● ARTIKEL

Masyarakat Adat dan Benteng Pertahanannya

Oleh Biduk Rokhmani

Hita no sarara no sampe suvu (kita semua bersaudara), slogan ini begitu populer di kalangan komunitas masyarakat adat di Sulawesi Tengah. Terlebih saat beberapa waktu terakhir, wilayah itu terus-menerus diguncang teror dan konflik horisontal. Namun konflik berkepanjangan dan teror bom yang telah berlangsung sekitar tujuh tahun itu tidak sempat membuat komunitas-komunitas budaya adat di sana turut hancur. Terutama suku bangsa Kaili yang merupakan komunitas adat terbesar diSulteng. Masyarakat suku Kaili tersebar di lembah dan teluk Palu merupakan kelompok etnik terbesar Sulteng yang mendiami wilayah pesisir di Kabupaten Donggala dan pedalaman di Pegunungan Verbek. Sebagai suku bangsa terbesar, Kaili mempunyai lebih dari 30 sub-sub suku bangsa yang tersebar di seluruh wilayah Sulteng. Dari itu semua, suku Kaili-Ledo merupakan sub suku Kaili yang paling besar dan bahasanya menjadi lingua franca bagi suku bangsa Kaili secara umum. Di samping menjaga persatuan antaretnik melalui bahasa, suku bangsa Kaili pun tetap mempertahankan budaya mereka sebagai benteng untuk menangkal situasi konflik yang masih berkecamuk. Salah satu bentuknya adalah menjaga sistem komunikasi komunitasnya melalui bentuk kesenian tradisional, di antaranya Dadendate, Rego, Kakula walo, dan Dero.

Kesenian yang dianggap paling komunikatif antarseluruh anggota masyarakat adat adalah Dadendate. Dadendate pada awalnya berupa penyampaian mantra atau doa. Akan tetapi dalam perkembangannya dadendate mengalami perubahan fungsi sosial yang lebih pada nyanyian rakyat, yaitu nyanyian yang meninggi atau syair panjang yang biasanya berisi berita, pesan, dan nasehat kepada orang banyak. Namun sayangnya, kesenian ini hanya muncul pada situasi tertentu saja. “Mereka akan menyampaikan pesan atau berita secara spontan seperti orang berbalas pantun. Tapi sayangnya para seniman Dadendate sekarang ini mayoritas dari golongan tua,” jelas Hapri Ika Poigi, budayawan setempat.

● PERINTAH A
Kembalikan satu bagian dari artikel tentang masyarakat adat Kaili tanpa perubahan. Mulailah pada kata-kata yang memuat "Kesenian yang dianggap" dan berhentilah setelah "Poigi, budayawan setempat.".
● PERINTAH B
Menurut artikel tentang masyarakat adat Kaili, sub suku Kaili manakah yang paling besar?

[Baris data]
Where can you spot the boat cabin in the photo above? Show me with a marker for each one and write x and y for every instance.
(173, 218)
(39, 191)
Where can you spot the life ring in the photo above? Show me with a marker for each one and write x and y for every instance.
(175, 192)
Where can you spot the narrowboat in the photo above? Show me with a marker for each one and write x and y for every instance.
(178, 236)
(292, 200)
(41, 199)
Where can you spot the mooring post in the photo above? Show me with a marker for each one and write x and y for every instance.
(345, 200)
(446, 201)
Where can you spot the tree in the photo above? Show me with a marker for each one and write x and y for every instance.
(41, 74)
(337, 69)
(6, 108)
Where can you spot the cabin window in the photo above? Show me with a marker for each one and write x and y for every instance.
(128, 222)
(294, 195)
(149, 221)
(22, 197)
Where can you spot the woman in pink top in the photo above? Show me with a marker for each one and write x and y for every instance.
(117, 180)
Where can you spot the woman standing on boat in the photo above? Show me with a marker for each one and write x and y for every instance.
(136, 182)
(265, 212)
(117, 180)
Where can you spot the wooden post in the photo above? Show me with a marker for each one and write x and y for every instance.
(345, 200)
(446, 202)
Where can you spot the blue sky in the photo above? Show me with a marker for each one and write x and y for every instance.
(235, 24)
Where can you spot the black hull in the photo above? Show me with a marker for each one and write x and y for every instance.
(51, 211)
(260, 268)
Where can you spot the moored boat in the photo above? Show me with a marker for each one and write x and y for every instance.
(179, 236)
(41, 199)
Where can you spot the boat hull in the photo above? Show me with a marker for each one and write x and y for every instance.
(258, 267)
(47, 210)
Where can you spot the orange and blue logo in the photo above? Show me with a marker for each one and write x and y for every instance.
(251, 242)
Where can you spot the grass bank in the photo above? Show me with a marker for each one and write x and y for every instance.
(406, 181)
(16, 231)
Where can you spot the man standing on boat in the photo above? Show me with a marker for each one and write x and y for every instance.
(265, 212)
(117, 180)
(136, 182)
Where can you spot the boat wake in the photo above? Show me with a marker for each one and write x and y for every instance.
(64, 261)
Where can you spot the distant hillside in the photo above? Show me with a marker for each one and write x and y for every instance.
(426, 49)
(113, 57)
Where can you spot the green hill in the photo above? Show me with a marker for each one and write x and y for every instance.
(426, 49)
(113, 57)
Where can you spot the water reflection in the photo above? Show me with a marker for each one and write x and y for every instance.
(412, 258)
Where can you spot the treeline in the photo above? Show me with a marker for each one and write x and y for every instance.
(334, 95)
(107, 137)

● JAWABAN BENAR A
Kesenian yang dianggap paling komunikatif antarseluruh anggota masyarakat adat adalah Dadendate. Dadendate pada awalnya berupa penyampaian mantra atau doa. Akan tetapi dalam perkembangannya dadendate mengalami perubahan fungsi sosial yang lebih pada nyanyian rakyat, yaitu nyanyian yang meninggi atau syair panjang yang biasanya berisi berita, pesan, dan nasehat kepada orang banyak. Namun sayangnya, kesenian ini hanya muncul pada situasi tertentu saja. “Mereka akan menyampaikan pesan atau berita secara spontan seperti orang berbalas pantun. Tapi sayangnya para seniman Dadendate sekarang ini mayoritas dari golongan tua,” jelas Hapri Ika Poigi, budayawan setempat.

● JAWABAN BENAR B
Sub suku Kaili yang paling besar adalah suku Kaili-Ledo.